=== DATA IN THIS EXERCISE ===

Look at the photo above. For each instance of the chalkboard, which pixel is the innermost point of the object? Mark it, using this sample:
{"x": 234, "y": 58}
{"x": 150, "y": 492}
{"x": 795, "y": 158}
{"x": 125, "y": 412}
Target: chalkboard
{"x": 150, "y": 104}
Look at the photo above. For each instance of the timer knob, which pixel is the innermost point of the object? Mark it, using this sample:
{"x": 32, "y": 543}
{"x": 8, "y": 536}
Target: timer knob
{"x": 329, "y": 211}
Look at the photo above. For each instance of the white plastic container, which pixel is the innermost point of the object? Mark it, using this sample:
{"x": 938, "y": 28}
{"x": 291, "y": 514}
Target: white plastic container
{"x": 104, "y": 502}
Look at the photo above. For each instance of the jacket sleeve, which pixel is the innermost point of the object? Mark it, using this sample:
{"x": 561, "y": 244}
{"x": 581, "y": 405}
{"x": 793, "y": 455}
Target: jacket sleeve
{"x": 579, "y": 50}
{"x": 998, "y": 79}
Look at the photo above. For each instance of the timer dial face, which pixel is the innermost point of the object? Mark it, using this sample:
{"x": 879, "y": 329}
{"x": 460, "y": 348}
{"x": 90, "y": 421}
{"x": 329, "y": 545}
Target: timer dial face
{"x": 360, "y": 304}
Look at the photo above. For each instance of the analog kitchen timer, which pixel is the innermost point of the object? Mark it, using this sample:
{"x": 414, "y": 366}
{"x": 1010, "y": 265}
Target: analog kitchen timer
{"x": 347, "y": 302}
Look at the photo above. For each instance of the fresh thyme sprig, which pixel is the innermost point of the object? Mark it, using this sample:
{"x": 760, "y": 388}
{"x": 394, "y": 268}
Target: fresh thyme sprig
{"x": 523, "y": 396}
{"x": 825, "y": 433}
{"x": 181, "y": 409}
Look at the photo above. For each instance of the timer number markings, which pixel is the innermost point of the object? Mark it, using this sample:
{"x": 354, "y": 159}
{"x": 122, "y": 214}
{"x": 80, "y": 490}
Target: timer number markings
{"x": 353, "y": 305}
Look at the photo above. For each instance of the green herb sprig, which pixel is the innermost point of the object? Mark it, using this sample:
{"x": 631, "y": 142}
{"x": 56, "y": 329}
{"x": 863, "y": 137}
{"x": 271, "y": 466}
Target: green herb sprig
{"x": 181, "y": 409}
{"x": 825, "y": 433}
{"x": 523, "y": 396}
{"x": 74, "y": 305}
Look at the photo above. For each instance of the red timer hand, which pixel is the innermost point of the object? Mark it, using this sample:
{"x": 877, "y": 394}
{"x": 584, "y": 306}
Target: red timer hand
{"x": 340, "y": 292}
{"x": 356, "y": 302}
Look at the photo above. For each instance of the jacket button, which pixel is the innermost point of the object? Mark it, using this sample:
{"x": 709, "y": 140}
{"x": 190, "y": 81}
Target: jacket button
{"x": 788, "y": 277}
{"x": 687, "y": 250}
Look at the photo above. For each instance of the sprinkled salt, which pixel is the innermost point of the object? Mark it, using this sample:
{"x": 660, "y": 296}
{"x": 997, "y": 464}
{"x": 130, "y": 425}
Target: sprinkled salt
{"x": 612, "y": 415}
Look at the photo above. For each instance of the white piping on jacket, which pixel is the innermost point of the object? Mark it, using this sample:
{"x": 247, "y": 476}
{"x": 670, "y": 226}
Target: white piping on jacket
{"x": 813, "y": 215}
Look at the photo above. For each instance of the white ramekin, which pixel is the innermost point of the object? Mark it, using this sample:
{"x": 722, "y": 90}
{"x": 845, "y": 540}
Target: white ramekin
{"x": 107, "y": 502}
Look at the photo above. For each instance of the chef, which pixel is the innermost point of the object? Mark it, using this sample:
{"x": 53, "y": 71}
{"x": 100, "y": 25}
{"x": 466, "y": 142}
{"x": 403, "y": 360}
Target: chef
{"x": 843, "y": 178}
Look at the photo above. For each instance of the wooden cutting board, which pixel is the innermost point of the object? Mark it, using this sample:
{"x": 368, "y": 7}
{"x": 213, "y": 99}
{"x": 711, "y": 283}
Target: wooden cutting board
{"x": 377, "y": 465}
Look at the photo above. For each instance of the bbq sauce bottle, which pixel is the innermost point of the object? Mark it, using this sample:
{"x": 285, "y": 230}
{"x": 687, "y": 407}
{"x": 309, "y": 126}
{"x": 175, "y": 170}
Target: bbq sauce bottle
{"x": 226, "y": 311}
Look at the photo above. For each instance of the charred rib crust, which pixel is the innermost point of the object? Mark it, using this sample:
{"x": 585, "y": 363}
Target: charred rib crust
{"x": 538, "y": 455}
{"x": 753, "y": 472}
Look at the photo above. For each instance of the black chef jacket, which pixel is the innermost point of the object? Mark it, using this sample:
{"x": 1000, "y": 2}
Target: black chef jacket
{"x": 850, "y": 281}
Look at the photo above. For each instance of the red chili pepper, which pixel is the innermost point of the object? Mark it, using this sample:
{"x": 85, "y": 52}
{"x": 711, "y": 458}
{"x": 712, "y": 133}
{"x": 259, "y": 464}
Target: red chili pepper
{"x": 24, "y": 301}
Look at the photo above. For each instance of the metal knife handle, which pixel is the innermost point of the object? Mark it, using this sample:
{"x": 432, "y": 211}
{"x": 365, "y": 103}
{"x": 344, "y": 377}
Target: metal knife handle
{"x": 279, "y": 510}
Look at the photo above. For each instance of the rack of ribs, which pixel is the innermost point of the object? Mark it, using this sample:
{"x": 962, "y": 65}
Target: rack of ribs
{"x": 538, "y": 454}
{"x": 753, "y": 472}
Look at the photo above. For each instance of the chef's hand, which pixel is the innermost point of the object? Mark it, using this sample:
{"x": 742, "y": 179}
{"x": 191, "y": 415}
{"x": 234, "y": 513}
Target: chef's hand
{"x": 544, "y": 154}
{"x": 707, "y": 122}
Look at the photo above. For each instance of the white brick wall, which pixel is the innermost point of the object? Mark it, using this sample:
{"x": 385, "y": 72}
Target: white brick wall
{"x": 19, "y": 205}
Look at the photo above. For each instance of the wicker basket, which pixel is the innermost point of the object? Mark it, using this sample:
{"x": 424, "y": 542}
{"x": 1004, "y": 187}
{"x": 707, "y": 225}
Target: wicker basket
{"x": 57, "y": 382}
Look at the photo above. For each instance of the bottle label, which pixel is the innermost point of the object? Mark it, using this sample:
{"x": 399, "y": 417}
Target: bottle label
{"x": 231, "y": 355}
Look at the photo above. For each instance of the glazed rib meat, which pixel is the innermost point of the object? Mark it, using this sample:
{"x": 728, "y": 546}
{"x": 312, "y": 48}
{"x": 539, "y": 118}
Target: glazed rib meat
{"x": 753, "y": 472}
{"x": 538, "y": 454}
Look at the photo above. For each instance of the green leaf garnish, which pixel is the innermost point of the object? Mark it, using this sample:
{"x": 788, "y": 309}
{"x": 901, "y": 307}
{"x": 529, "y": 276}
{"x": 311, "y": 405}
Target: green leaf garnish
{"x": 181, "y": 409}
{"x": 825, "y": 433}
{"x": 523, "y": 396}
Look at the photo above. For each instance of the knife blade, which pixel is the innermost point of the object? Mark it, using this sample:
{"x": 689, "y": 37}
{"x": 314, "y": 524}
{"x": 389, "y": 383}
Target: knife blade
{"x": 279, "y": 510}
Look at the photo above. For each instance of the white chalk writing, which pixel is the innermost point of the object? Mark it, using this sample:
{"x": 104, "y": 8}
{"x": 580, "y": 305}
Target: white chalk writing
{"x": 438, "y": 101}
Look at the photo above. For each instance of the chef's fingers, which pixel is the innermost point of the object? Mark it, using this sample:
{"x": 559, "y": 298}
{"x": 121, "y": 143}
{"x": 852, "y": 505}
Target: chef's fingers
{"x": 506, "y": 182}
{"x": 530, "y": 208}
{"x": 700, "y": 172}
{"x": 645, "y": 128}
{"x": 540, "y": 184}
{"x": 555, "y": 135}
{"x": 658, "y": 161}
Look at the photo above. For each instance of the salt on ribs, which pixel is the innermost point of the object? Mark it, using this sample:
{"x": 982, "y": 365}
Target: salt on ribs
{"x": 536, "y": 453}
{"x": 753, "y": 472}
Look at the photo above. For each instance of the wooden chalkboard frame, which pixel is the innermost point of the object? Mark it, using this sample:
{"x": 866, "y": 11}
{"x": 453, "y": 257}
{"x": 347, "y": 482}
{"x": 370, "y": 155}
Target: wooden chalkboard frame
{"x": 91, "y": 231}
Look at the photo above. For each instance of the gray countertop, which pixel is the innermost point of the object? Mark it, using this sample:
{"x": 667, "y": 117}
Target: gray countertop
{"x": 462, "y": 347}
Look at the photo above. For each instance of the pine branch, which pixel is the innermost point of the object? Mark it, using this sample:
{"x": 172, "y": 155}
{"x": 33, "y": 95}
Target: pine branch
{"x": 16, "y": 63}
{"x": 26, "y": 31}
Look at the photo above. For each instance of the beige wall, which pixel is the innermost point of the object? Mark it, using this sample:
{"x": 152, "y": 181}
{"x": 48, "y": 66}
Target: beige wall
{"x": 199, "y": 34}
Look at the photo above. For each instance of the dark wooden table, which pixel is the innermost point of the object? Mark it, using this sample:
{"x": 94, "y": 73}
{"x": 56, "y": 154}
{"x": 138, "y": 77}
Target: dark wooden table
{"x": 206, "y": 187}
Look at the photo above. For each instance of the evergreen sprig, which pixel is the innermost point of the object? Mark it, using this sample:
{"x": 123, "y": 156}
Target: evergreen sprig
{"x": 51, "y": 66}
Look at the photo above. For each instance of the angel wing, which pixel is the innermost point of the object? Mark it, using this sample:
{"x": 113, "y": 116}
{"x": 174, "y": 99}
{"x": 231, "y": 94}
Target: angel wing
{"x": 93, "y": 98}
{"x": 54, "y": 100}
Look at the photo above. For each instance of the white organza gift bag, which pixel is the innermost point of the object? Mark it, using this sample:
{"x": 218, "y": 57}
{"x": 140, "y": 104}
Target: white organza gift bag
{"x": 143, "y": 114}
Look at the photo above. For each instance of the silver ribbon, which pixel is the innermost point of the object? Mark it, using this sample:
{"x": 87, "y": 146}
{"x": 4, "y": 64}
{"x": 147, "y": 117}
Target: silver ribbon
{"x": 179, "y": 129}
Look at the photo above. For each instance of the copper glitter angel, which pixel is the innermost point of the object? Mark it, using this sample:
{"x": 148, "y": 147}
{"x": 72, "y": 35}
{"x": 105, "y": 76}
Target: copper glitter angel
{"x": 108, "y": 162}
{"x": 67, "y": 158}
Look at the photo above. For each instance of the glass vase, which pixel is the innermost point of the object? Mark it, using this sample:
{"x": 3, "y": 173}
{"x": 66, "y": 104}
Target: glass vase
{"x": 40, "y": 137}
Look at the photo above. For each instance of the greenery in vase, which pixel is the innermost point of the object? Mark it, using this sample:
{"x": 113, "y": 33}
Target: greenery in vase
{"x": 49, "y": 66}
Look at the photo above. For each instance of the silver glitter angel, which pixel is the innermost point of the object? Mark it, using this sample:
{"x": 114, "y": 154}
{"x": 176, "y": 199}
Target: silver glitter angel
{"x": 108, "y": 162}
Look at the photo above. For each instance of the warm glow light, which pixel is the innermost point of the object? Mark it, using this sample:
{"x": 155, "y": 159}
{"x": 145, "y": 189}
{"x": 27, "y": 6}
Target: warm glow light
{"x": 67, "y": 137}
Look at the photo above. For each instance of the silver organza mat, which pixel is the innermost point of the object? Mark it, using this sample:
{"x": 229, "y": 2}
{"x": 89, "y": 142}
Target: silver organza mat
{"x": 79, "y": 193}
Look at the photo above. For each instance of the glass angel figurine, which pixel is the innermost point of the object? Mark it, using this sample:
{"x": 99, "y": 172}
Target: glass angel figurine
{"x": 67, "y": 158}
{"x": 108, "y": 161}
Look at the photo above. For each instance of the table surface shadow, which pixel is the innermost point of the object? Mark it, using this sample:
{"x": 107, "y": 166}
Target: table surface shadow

===

Recast the stretch from the line containing "Look at the photo above. For each instance of the copper" through the end of the material as a Markdown table with two columns, Row and Line. Number each line and leave out any blank lines.

TASK SOLUTION:
| Row | Line |
|---|---|
| 1 | Look at the photo above. For each instance of the copper glitter angel, which pixel is the innermost point of the object? Mark it, using this sample: |
| 2 | {"x": 148, "y": 147} |
| 3 | {"x": 72, "y": 35} |
| 4 | {"x": 105, "y": 76} |
| 5 | Target: copper glitter angel |
| 6 | {"x": 108, "y": 162} |
| 7 | {"x": 67, "y": 158} |
| 8 | Look at the photo above. For each instance of the glass vase, which pixel is the innermost point of the object? Mark it, using this sample: |
| 9 | {"x": 3, "y": 173} |
| 10 | {"x": 66, "y": 104} |
| 11 | Target: glass vase |
| 12 | {"x": 40, "y": 137} |
| 13 | Look at the photo above. For each instance of the greenery in vase, which pixel is the innermost point of the object? Mark it, using this sample: |
| 14 | {"x": 113, "y": 33} |
| 15 | Target: greenery in vase |
| 16 | {"x": 49, "y": 66} |
| 17 | Look at the photo above. For each instance of the silver glitter angel, which pixel is the innermost point of the object? Mark it, using this sample: |
| 18 | {"x": 114, "y": 154} |
| 19 | {"x": 176, "y": 199} |
| 20 | Target: silver glitter angel |
| 21 | {"x": 108, "y": 162} |
| 22 | Look at the photo above. For each instance of the warm glow light, which pixel is the innermost point of the object? Mark it, using this sample: |
| 23 | {"x": 155, "y": 159} |
| 24 | {"x": 145, "y": 189} |
| 25 | {"x": 27, "y": 6} |
| 26 | Target: warm glow light |
| 27 | {"x": 67, "y": 137} |
| 28 | Look at the photo above. For each instance of the silver organza mat, which pixel is the innermost point of the object? Mark it, using this sample: |
| 29 | {"x": 229, "y": 2} |
| 30 | {"x": 89, "y": 142} |
| 31 | Target: silver organza mat |
| 32 | {"x": 79, "y": 193} |
| 33 | Look at the photo above. For each instance of the glass angel figurine, which pixel is the innermost point of the object? Mark it, using this sample: |
| 34 | {"x": 99, "y": 172} |
| 35 | Target: glass angel figurine |
| 36 | {"x": 67, "y": 158} |
| 37 | {"x": 108, "y": 161} |
| 38 | Look at the photo above. For each instance of the table surface shadow, which pixel is the innermost point of the object? Mark it, using this sample: |
| 39 | {"x": 107, "y": 166} |
| 40 | Target: table surface shadow |